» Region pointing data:
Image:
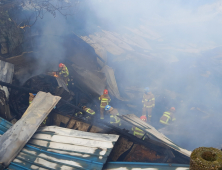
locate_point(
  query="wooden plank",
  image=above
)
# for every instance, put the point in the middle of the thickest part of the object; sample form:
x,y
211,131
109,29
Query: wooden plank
x,y
39,161
73,140
79,134
76,154
17,163
59,160
18,135
71,148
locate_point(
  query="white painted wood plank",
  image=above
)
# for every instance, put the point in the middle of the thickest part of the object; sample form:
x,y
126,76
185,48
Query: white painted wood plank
x,y
12,141
97,158
80,134
73,148
61,159
73,140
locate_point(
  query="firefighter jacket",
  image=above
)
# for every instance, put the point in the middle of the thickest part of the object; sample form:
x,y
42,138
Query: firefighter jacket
x,y
64,72
138,132
148,100
31,97
167,118
114,120
105,99
88,110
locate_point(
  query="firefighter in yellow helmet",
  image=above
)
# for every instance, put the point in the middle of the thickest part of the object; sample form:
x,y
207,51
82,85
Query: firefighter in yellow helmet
x,y
88,110
137,131
64,73
168,117
114,119
105,99
148,103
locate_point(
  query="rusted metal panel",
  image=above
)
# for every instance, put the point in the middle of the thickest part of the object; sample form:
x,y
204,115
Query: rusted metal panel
x,y
62,84
139,153
144,166
6,71
53,147
153,133
18,135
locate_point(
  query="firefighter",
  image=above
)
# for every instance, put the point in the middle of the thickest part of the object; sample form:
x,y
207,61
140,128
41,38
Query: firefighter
x,y
64,73
148,103
31,97
137,131
114,120
168,117
88,110
105,99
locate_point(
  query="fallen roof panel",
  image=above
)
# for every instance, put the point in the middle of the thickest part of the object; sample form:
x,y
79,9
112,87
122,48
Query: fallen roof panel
x,y
54,147
152,132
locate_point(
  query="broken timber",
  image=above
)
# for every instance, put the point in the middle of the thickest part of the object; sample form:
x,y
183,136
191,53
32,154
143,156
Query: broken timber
x,y
18,135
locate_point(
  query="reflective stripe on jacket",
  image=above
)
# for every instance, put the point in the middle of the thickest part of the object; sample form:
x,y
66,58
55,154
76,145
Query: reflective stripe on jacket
x,y
104,101
64,72
137,132
90,111
115,120
167,116
148,100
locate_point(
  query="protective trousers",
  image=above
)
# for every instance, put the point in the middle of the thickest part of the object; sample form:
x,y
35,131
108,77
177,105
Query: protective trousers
x,y
102,113
149,111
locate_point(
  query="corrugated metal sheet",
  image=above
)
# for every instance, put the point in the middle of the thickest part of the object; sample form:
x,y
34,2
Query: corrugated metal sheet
x,y
6,75
6,71
19,134
144,166
53,147
153,133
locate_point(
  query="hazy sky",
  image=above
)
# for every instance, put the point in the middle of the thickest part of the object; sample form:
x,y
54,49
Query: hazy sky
x,y
177,26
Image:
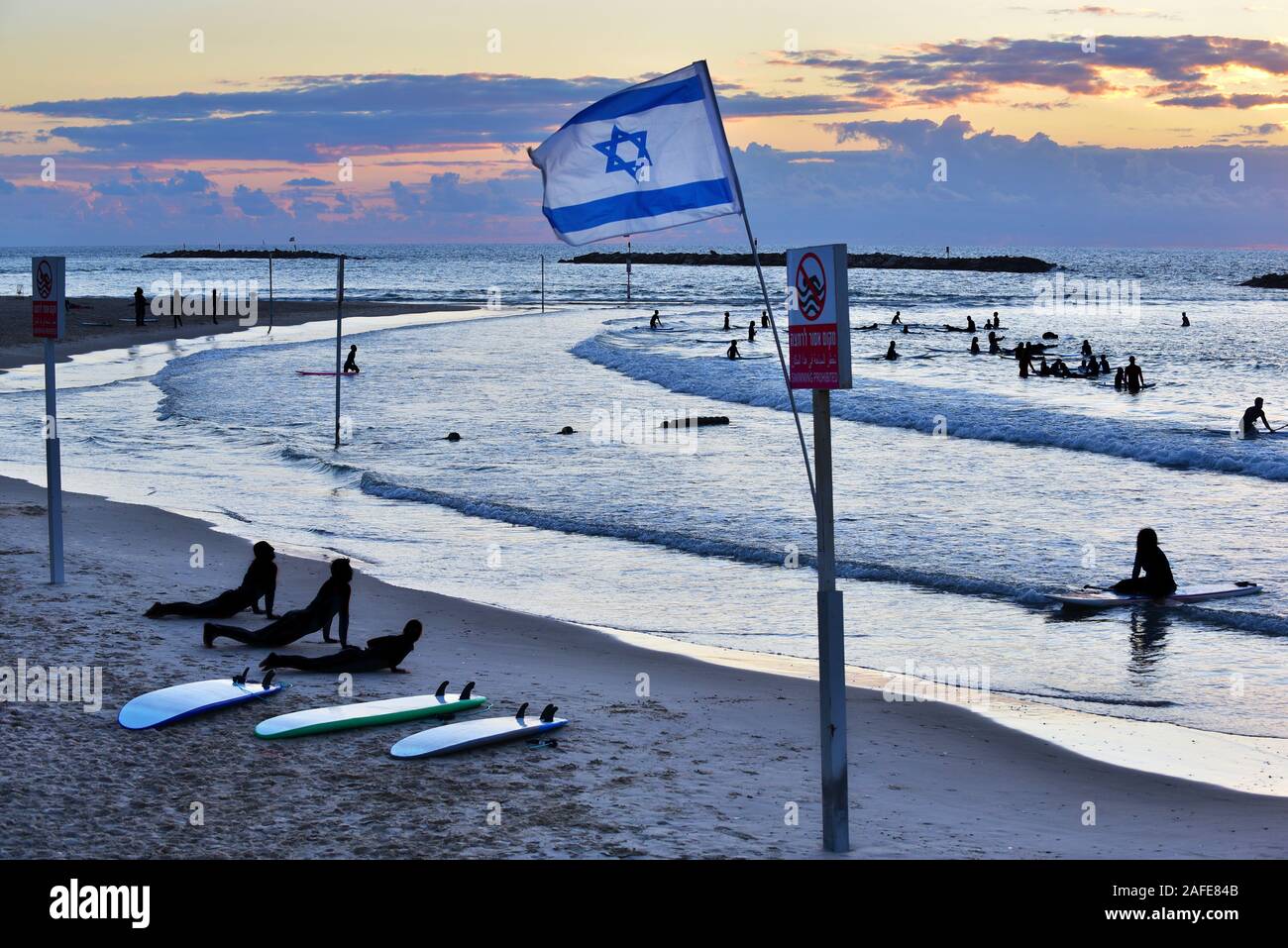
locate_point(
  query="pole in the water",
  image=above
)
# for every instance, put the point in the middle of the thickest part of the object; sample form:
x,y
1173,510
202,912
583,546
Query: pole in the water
x,y
818,334
339,320
48,322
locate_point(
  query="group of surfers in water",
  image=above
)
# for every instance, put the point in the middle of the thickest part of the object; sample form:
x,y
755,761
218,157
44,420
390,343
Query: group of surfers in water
x,y
329,605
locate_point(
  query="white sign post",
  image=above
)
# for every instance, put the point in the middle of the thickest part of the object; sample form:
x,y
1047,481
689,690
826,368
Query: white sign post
x,y
818,331
48,322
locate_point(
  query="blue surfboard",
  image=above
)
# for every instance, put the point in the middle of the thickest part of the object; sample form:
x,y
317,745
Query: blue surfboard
x,y
487,730
174,703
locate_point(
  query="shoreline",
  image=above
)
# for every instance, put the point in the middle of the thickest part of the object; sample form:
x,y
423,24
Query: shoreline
x,y
702,766
1146,746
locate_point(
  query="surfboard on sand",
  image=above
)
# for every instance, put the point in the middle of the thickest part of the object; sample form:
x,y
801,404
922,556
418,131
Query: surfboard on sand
x,y
1093,597
174,703
485,730
366,714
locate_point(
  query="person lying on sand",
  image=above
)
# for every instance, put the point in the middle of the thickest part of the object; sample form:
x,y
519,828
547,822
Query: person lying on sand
x,y
1158,579
259,582
385,652
331,600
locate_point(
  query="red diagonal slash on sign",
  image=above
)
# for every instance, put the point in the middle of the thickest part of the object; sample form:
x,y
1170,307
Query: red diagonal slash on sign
x,y
810,286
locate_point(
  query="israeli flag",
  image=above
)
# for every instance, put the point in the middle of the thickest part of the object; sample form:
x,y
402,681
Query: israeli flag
x,y
645,158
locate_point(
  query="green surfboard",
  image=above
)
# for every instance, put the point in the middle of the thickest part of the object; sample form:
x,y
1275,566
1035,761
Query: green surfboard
x,y
366,714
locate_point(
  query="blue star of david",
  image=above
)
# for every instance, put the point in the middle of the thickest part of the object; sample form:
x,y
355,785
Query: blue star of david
x,y
614,161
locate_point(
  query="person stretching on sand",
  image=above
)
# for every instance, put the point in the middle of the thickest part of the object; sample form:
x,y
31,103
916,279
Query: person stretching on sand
x,y
331,600
1249,419
1158,579
259,582
1133,376
385,652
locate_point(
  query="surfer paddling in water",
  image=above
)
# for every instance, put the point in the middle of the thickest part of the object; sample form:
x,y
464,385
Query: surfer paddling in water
x,y
331,600
1150,559
386,652
259,582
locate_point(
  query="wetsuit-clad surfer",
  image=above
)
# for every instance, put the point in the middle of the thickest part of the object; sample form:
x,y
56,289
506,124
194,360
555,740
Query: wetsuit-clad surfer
x,y
259,582
1158,579
385,652
1133,376
1249,419
331,600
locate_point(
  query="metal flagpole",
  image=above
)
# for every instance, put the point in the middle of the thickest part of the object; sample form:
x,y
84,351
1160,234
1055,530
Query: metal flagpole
x,y
339,320
831,618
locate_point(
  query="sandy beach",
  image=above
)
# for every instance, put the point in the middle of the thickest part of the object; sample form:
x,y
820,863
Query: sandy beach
x,y
706,766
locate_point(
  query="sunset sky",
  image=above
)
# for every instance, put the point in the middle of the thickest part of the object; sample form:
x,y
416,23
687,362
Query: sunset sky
x,y
1059,124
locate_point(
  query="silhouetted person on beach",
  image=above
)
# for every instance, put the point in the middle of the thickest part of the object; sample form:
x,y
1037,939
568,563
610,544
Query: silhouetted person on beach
x,y
331,600
1133,376
385,652
1158,579
1249,419
141,307
259,582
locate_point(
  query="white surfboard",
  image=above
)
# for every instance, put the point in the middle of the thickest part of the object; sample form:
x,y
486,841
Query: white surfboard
x,y
1107,599
487,730
366,714
174,703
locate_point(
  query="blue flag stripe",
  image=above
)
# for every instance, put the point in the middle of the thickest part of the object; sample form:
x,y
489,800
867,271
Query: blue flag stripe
x,y
631,101
636,205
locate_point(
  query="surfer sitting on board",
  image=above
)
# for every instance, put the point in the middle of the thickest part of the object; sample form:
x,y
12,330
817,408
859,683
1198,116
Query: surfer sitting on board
x,y
259,582
331,600
385,652
1133,376
1249,419
1151,561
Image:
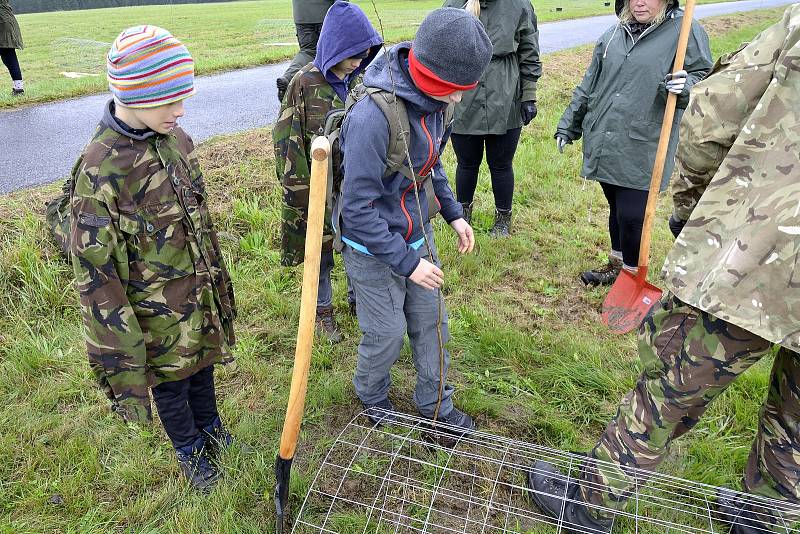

» EXERCISE GOAL: Copy every record exactly, but skip the pictures.

» EXERCISE SOLUTION:
Image:
locate_point(
  query="wooden plank",
  image=above
)
# for every instance, put the point in the middle of the thickest part of the object; sample form:
x,y
211,131
109,29
Query: wooden plank
x,y
39,161
73,140
79,134
76,154
17,163
59,160
18,135
71,148
locate_point(
  query="white painted wood plank",
  image=above
)
# for every instance, put the point in the middle of the thickest part of the object; sample form:
x,y
126,76
185,48
Query: white painted wood plank
x,y
12,141
97,158
80,134
73,148
61,159
73,140
locate_point(
  query="firefighter jacket",
  image=above
)
# for every instance, put the point in the middle of the thickest part of the object; sample form:
x,y
42,138
Query: firefighter jacket
x,y
64,72
138,132
148,100
31,97
167,118
114,120
105,99
88,110
locate_point(
  query="firefighter in yellow helmet",
  image=above
)
# for every instance, put the point in the middle of the thickest part of the object; sample form:
x,y
207,51
82,85
Query: firefighter in yellow helmet
x,y
88,110
137,131
64,73
168,117
114,119
105,99
148,103
locate_point(
  query="rusted metal panel",
  image=above
)
# for every instance, put the point in the middle of the thickest part of the object; sample form:
x,y
204,115
Query: rusted metal panel
x,y
62,84
139,153
144,166
6,71
53,147
153,133
18,135
locate_point(
  query="firefighter",
  image=above
)
# for every instance, put the point in the middle of the thickest part of the object; sample form:
x,y
207,61
140,128
41,38
Query: firefighter
x,y
64,73
148,103
31,97
137,131
114,120
168,117
88,110
105,99
locate_point(
  query="fallen roof panel",
  image=above
)
# for every instance, put the point in the middle of the thickest part of the object; sample form:
x,y
79,9
112,87
122,48
Query: fallen roof panel
x,y
54,147
152,132
locate_point(
  query="broken timber",
  image=above
)
# for every instance, put the point in the middle of the thickest part of the object; sample form:
x,y
183,136
191,53
32,154
143,156
Query: broken timber
x,y
18,135
locate_point(
  query="reflective stripe on jacket",
  image=above
)
# for every instance, put the point in the middle of the thickest part of the object; sample form:
x,y
66,58
55,154
76,145
Query: reflective stripe on jacket
x,y
104,101
64,72
137,132
90,111
115,120
167,116
148,100
locate_point(
  query="protective trousers",
  image=above
)
# for every instance, put the point in the middle of the thickest part of the object; sample form:
x,y
35,131
108,77
177,105
Query: protective trousers
x,y
102,113
149,111
locate_point(
  query="corrugated metal sheet",
  image=above
)
# for every instance, put the point in the middle of the thickest part of the object; sample form:
x,y
34,2
Query: corrugated metal sheet
x,y
6,75
6,71
19,134
144,166
53,147
153,133
locate_point(
  query="hazy sky",
  image=above
)
# for every instance, put the point in the middle of the thickest part of the object; sample form:
x,y
54,49
Query: hazy sky
x,y
177,26
Image:
locate_point(
  query="pole in the water",
  image=above
)
# for every instance, put the point in the middle of the thickest part of the object; sample form:
x,y
1173,510
202,912
583,546
Query: pole in the water
x,y
818,334
339,320
48,322
locate_point(
  query="group of surfers in water",
  image=above
)
# for every instance, put the point in the middle of the thickest part of the object; sample form:
x,y
755,761
218,157
44,420
390,343
Query: group of surfers in water
x,y
329,605
locate_point(
  query="white sign post",
  image=above
)
# for every instance, put the point in the middle of the thickest part of the object; sample form:
x,y
1047,481
689,690
826,368
Query: white sign post
x,y
818,331
48,322
locate_point(
  query="blue surfboard",
  image=above
)
# for every instance, put the point in the middle of the thickest part of the object; sample form:
x,y
317,745
Query: blue surfboard
x,y
487,730
174,703
locate_point(
  query="shoreline",
  image=above
)
# for every instance, put the point in the middle of the thickest part of the object; sample form:
x,y
423,24
Query: shoreline
x,y
702,766
1146,746
locate_point(
  query="surfboard on sand",
  image=above
)
# for every instance, put the point in the middle of the thickest part of the object; sample form:
x,y
801,404
922,556
418,131
Query: surfboard on sand
x,y
1093,597
174,703
485,730
366,714
locate_point(
  query="person lying on sand",
  image=above
)
# for every instance, put the point in the middle of the thickest part of the object; sample form:
x,y
519,828
547,822
Query: person lying on sand
x,y
1158,579
259,582
385,652
331,600
locate_point(
  query="red diagonal slash on sign",
  image=above
)
# for every instance, put the point in the middle of the thickest part of the object; sample form:
x,y
1170,307
Query: red diagonal slash on sign
x,y
810,286
locate_point(
  query="israeli flag",
  image=above
)
# for every instance, put the point in the middle of the thickest part of the object; sample form:
x,y
402,681
Query: israeli flag
x,y
645,158
locate_point(
  query="green surfboard",
  image=above
)
# for every instance, put the point in the middle of the thickest part of the object; sample form:
x,y
1275,566
1035,761
Query: green surfboard
x,y
366,714
locate_point(
  query="blue star of david",
  image=above
)
# for every instance, put the point in the middle of the thickest part of the object; sample form:
x,y
355,785
Query: blue star of david
x,y
614,161
locate_point(
  query="person stretching on sand",
  image=above
)
# for every instance, put the point in the middle of the thickest part of the object; sample form:
x,y
31,103
916,279
Query: person stretching on sand
x,y
331,600
1249,419
1158,579
259,582
1133,376
385,652
locate_point(
  query="surfer paddling in water",
  image=above
)
# for every instance, put the point in the middle of the thickest part of the object; sample form:
x,y
464,385
Query: surfer paddling in water
x,y
331,600
1150,559
386,652
259,582
locate_point(
  query="wetsuit-clad surfer",
  image=above
)
# for every instance, put the point in the middle of the thickest part of the object; sample form:
x,y
56,289
506,124
194,360
555,740
Query: wetsuit-clad surfer
x,y
259,582
1158,579
385,652
1133,376
1249,419
331,600
locate_point(
  query="metal flagpole",
  image=above
)
# for every instance, put the point in the middle of the thickest part of the object; sample form:
x,y
84,351
1160,234
1055,530
Query: metal flagpole
x,y
339,320
831,618
locate_point(
  query="sandy beach",
  image=above
)
# for every instance, put the point in the middle of the thickest part of the object; sample form:
x,y
820,863
Query: sandy beach
x,y
706,766
locate_point(
  query="sunset sky",
  image=above
)
# for every instance, put the point in the middle of the thickest part of the object; sample form:
x,y
416,23
687,362
Query: sunset sky
x,y
1059,124
locate_point(
  query="silhouetted person on beach",
  image=above
)
# for every instance, put the point in the middle of the thickest part of the object; sample form:
x,y
1037,939
568,563
610,544
Query: silhouetted person on beach
x,y
331,600
1133,376
385,652
1158,579
1249,419
141,307
259,582
locate_point(
  query="white surfboard",
  image=above
)
# for every instance, put the point in the middle of the thickest part of the object; sample form:
x,y
486,841
Query: white surfboard
x,y
1107,599
487,730
366,714
174,703
locate_point(
  query="blue flag stripe",
  image=above
)
# for every instance, put the point in the middle of the thickest part of the object; sample form:
x,y
489,800
867,271
Query: blue flag stripe
x,y
631,101
636,205
locate_point(
  query="surfer sitting on board",
  image=above
)
# for every instance, put the point in the middle of the thickest part of the object; sample form:
x,y
12,330
817,408
859,683
1198,116
Query: surfer sitting on board
x,y
259,582
331,600
385,652
1133,376
1249,419
1151,561
Image:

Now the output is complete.